• Tasks to carry out:
**A.** According to the essay on Voegelin below, what did Voegelin tell his questioner the nature of man is?
**B.** In the essay on Voegelin below, which documents of experience does Voegelin cite as evidence that openness is a reality? List every one.
**C.** Extend the essay on Voegelin below, beginning right after its final sentence.

***** Document

Voegelin writes that the transcendent vision in fact prevents such “misplacements of the ground”: “If the nature of man is to be found in his openness toward a divine Ground, you cannot at the same time see the nature of man in having certain kinds of passions or in having a certain race or pigmentation or something like that.” Openness toward existence and orientation to the Divine, on the other hand, remove certain problems that the genuine philosopher is obliged to solve. Voegelin observes that Plato and Aristotle, for example, both directly addressed the analytical problem that any contingent “end” that a person might identify can become a “means” by adjusting the context – and so on indefinitely.
How does one rein in the indefinite regress? Let it be stipulated hypothetically that man’s highest value is reason, while leaving the term undefined. When a man wants to build a building, in Voegelin’s example, he must “coordinate [his] means to that end… and if that is done adequately we say [he] has proceeded rationally.” Even so, “in a theoretical examination of the problem we cannot be satisfied with the simple coordination of means to end because every end can be conceived into a means by asking, for instance, ‘For what purpose have we built this building?’” When finally, Voegelin writes, we want to know in certainty whether we act rationally we can only determine the answer based on measuring actions against “an ultimate purpose.”
III. In the aftermath of the Montreal lecture that gave rise to the essay “In Search of the Ground,” one of Voegelin’s auditors asked this question: “Is it possible that a synthesis of all the current theories on the structure and operation of the human psyche could produce a new concept of the nature of man? And would this not produce a new ideology?” Voegelin responded: “The nature of man is in principle known. You can’t produce by new insights a new nature of man. The nature of man is openness to transcendence.” The questioner returned: “If the nature of man is known, it doesn’t seem to be known well enough to be controlled.” Voegelin responded again: “You can’t control openness toward transcendence, because that’s controlled by God.” And a bit further on, after the questioner has solicited the topic of “proof,” Voegelin says: “It has nothing to do with proof. Either openness is a reality and then you can’t prove it – you can’t prove reality; you can only point to it – or it isn’t. Well it is. We know – we have the documents of the experiences… Plato… Saint Augustine… the thornbush episode in Exodus.”
Voegelin’s examiner reveals the attitude – the petulant, anti-philosophical attitude – of the Gnostic crusader, not least in a desire for control. Implicit in his question is the self-contradictory assumption that the nature of something can be changed. But what else, pray tell, is revealed in the assumption, lying at the basis of all radical political action, that a society, which also possesses a nature and is limited in its malleability by that nature, can be changed? This is not to assert either that one might discern no record of social development or that any given society continues to exist only insofar as it refuses to permit any internal alteration whatsoever. People tend, however, to exaggerate the extent of change.

**********
***** Dataset extract

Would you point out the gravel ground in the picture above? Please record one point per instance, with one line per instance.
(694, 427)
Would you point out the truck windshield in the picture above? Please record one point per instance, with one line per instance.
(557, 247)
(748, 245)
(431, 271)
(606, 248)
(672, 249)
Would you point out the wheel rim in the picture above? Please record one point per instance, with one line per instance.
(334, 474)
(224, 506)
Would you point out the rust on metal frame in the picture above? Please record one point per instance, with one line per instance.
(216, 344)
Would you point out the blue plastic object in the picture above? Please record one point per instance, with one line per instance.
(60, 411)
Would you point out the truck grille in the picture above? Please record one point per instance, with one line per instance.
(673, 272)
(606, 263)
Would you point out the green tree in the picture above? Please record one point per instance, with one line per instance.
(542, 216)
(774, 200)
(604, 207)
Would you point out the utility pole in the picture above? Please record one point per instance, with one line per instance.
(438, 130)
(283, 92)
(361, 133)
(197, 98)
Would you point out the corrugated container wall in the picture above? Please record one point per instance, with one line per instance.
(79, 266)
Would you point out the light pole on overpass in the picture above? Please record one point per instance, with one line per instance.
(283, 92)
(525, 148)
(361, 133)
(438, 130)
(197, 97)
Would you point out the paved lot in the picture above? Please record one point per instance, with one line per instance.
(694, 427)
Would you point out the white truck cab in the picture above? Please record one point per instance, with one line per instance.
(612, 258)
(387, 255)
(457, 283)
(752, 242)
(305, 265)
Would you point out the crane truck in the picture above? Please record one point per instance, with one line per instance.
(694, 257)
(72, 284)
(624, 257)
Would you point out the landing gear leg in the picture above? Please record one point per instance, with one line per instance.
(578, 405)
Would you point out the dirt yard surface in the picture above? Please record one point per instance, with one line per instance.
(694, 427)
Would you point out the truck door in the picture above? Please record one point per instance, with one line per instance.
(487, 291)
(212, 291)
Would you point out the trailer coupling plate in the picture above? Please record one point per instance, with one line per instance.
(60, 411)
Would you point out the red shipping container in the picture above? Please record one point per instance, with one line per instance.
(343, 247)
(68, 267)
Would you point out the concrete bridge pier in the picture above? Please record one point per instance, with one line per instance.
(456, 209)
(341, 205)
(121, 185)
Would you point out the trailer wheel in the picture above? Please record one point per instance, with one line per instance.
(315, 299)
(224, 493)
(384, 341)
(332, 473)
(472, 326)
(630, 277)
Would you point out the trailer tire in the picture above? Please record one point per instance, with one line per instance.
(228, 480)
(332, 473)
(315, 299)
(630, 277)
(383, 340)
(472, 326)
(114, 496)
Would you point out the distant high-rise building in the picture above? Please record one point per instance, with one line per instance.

**********
***** Dataset extract

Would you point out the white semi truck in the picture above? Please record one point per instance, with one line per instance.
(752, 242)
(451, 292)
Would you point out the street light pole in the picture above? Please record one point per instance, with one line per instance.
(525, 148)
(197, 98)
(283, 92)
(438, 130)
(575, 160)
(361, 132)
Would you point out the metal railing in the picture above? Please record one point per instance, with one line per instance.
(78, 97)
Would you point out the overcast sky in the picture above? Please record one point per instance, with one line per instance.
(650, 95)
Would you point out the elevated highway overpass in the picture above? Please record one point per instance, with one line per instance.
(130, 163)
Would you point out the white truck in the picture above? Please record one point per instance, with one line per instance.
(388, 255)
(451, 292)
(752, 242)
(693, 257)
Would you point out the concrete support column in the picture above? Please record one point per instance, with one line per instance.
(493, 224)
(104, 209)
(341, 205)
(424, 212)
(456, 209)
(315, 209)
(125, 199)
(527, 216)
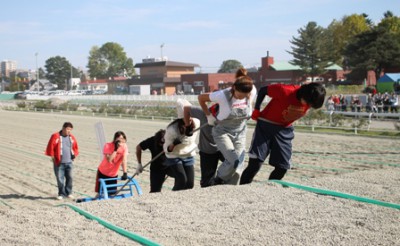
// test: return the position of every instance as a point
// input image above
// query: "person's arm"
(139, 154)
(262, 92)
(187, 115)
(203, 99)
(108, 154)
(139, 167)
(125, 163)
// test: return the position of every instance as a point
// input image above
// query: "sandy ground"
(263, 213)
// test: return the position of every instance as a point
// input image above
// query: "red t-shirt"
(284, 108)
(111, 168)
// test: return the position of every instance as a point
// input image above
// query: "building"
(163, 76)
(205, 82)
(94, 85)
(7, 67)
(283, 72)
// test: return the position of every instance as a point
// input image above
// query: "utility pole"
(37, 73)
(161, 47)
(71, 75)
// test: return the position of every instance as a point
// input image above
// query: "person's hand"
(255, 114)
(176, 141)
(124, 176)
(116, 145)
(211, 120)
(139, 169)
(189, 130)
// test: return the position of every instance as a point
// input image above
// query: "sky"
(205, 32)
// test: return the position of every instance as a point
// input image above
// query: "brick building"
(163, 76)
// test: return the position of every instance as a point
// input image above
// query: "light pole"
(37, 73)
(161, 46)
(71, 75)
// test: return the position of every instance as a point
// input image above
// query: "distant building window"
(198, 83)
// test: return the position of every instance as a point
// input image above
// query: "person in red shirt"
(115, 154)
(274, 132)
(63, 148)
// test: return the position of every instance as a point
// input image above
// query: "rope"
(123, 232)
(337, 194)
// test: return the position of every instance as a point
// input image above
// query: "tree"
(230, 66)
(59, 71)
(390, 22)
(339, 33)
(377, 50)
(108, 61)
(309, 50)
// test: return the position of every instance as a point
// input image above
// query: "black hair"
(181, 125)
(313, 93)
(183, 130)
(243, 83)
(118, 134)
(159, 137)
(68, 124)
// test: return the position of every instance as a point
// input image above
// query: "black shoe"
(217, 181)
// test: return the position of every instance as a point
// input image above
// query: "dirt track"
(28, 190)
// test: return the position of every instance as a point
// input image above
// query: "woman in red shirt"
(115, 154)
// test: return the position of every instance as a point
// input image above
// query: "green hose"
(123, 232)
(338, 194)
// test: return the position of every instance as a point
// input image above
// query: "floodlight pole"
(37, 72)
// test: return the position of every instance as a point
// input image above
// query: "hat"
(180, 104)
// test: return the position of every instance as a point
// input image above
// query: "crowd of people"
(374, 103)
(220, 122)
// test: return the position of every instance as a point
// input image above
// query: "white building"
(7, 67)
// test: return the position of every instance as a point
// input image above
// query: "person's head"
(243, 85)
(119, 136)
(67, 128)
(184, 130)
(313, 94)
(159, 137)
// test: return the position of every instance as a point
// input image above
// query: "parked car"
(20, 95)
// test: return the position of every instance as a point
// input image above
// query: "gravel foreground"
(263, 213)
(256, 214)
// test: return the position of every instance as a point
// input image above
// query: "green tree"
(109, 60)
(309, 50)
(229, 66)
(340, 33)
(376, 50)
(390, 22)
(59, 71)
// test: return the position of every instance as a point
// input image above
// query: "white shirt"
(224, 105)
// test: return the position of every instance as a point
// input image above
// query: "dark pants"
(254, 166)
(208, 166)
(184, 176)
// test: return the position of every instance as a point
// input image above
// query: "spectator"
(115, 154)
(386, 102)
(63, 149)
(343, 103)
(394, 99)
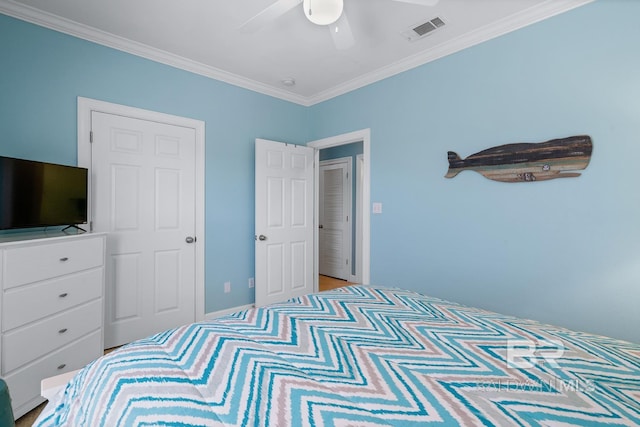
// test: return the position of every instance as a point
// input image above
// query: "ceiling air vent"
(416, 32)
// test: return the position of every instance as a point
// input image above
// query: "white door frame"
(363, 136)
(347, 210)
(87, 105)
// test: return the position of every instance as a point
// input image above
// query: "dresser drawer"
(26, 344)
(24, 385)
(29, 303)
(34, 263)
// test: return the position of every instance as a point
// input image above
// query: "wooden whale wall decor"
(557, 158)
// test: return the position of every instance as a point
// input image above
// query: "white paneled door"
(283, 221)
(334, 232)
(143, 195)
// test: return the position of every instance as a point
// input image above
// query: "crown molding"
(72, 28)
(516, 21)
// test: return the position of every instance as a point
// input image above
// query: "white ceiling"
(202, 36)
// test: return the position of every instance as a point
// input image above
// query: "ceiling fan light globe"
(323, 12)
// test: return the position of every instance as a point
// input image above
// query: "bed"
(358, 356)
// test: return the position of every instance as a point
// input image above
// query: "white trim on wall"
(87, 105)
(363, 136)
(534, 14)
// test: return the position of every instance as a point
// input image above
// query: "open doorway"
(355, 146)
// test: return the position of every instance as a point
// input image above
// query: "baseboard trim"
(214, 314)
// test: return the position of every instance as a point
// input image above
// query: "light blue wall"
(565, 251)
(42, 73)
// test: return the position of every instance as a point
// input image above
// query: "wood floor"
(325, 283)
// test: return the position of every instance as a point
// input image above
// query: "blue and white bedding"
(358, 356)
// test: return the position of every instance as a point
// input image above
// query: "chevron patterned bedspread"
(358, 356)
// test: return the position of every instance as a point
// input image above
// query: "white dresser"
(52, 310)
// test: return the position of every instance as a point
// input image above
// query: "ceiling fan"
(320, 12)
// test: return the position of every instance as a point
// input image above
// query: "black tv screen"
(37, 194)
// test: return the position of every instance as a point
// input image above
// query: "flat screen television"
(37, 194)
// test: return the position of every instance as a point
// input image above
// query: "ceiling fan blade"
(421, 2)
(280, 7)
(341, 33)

**********

• Results by task:
**A.** The nature of man is openness to transcendence.

**B.** Plato, Saint Augustine, and the thornbush episode in Exodus.

**C.**
The abolition of slavery in the United States, for example, while it abruptly and positively altered the condition of the ex-slaves, altered the larger society hardly at all, since only a tiny minority had ever owned human chattels; nor later on did the repeal of “Jim Crow” make much of a difference for the larger society even though it altered social conditions somewhat for American blacks in Democrat-dominated regions of the nation where anti-black feeling ran high. Segregation of the ethnic groups remains largely the case in American society despite an immense, half-century-long propaganda campaign to foster a racially integrated society. Left freely to associate, people prefer the company of others like themselves, with nothing invidious motivating the preference. In a slightly different way, Voegelin cites the case of Utah, when it petitioned for admission to the Union. The Union stipulated its condition: Membership in the federal polity or polygamy, one or the other for the Mormons, not both. The larger society would not assimilate change of that sort or the precedent it would set. The absurd nation-building experiments in Mesopotamia and Central Asia have proven fruitless because Islam (and this is its non-moral strength) will not suffer change.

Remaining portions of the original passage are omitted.